Document excerpt ::
Sunday, March 27, 2022

Racism, Revolution, Reaction—1861-1877


By Peter Camejo

Pathfinder Press, 1976


Reviewed by Steve Halpern


Recently I wrote a review of Nikole Hannah-Jones book The 1619 Project – A new origin story. In that book Hannah-Jones and others argue that the persistence of racist discrimination began with the “original sin” of this country which was chattel slavery. Clearly, her book presents a considerable amount of evidence that supports this argument. However, I believe this question deserves a more detailed answer. 


In the following quotation that I used in my review of 1619, James Baldwin argued for another way of looking at the persistence of this problem.


“The point of all this is that black men were brought here as a source of cheap labor.  They were indispensable to the economy.  In order to justify the fact that men were treated as though they were animals, the white republic had to brainwash itself into believing that they were indeed animals and deserved to be treated like animals.  Therefore, it is almost impossible for any Negro child to discover anything about his actual history.  The reason is that this ‘animal,’ once he suspects his own worth, once he starts believing that he is a man, has begun to attack the entire power structure.  This is why America has spent such a long time keeping the Negro in his place.  What I am trying to suggest to you is that it was not an accident, it was not an act of God, it was not done by well-meaning people muddling into something which they didn’t understand.  It was a deliberate policy hammered into place in order to make money from black flesh.  And now, in 1963, because we have never faced this fact, we are in intolerable trouble.”

Dataset ::
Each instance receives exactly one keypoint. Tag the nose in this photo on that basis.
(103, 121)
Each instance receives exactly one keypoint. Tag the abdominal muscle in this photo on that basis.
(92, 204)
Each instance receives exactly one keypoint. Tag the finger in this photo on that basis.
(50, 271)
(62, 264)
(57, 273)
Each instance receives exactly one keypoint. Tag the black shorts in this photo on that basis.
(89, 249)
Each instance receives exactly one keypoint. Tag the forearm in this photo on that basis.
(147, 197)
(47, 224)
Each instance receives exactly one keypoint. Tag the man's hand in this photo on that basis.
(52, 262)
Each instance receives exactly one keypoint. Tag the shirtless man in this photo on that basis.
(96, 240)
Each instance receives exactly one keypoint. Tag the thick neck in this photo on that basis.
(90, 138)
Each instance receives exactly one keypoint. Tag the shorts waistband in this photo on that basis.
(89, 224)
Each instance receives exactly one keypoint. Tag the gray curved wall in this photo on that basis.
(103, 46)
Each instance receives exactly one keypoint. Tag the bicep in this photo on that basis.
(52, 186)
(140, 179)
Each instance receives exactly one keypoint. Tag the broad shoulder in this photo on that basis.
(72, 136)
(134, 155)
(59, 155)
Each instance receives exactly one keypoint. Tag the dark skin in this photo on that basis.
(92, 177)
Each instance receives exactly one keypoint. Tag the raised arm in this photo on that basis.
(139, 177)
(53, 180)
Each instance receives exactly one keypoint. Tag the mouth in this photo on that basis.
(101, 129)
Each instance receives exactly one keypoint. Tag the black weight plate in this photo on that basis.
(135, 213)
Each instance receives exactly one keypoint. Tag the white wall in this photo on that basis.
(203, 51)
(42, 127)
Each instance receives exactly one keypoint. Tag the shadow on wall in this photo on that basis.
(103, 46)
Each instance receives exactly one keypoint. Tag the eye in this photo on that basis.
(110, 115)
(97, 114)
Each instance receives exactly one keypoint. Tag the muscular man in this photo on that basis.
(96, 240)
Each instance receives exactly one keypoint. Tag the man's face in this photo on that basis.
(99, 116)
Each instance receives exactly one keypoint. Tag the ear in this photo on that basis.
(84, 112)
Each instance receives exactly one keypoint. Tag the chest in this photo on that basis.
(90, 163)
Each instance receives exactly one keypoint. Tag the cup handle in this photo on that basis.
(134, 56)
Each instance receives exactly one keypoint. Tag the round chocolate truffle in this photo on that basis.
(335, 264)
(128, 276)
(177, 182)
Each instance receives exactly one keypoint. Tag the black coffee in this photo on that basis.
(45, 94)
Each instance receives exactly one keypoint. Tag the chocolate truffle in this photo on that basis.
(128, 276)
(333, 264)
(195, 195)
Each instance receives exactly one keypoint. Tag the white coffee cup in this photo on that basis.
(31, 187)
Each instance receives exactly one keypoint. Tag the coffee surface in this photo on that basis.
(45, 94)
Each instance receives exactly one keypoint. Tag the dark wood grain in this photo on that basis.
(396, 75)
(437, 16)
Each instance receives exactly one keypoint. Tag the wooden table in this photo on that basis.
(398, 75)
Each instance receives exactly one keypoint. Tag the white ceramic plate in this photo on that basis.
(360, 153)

Tasks for this exercise ::
#1 Which publisher issued Racism, Revolution, Reaction—1861-1877, and in what year, according to the book review?
#2 Pick up the book review after its final sentence and keep writing it.

Answers in order ::
#1 Pathfinder Press, 1976.

#2
In his book Racism, Revolution, Reaction—1861-1877 the late Peter Camejo gave the historical background to support Baldwin’s statement. Specifically, I believe Camejo would have taken issue with Hannah-Jones statement where she gave her opinion as to why the radical reconstruction governments established after the Civil War were overturned. Hannah-Jones argued, “Faced with this violent recalcitrance, the federal government once again settled on Black people as the problem and decided that for unity sake, it would leave the white South to its own devices.”


To begin to understand Camejo’s point of view, we need to look at the background to this history.


Today we are routinely barraged with the idea that the United States isn’t just a democracy, but that it is the freest nation in the world. Peter Camejo gave the evidence of how the first government of this country made sure that the majority of the population of the United States would be ruled by a tiny minority.


The system used to ensure this rule of the minority is called “checks and balances.” There are three branches of the federal government. These are the legislative, the executive, and the judicial. The legislative branch is made up of the congress and the senate. While representation in the congress is based on population, the representation in the senate is not. Only with the passage of the 17th Amendment to the Constitution in 1913 was the Senate elected directly by the population of each state. Before that time the senate was elected by state legislatures. 


The President is elected by the electoral college. Supreme Court members are appointed to that position. Any of these three branches can veto decisions by the other branches. This system has ensured that the moneyed interests of this country maintain the power over the majority of the population.    


After the revolution of the thirteen colonies, the United States government was split into two factions. These were the federalists and the anti-federalists. The federalists supported the northern capitalist interests, while the anti-federalists supported the slave interests.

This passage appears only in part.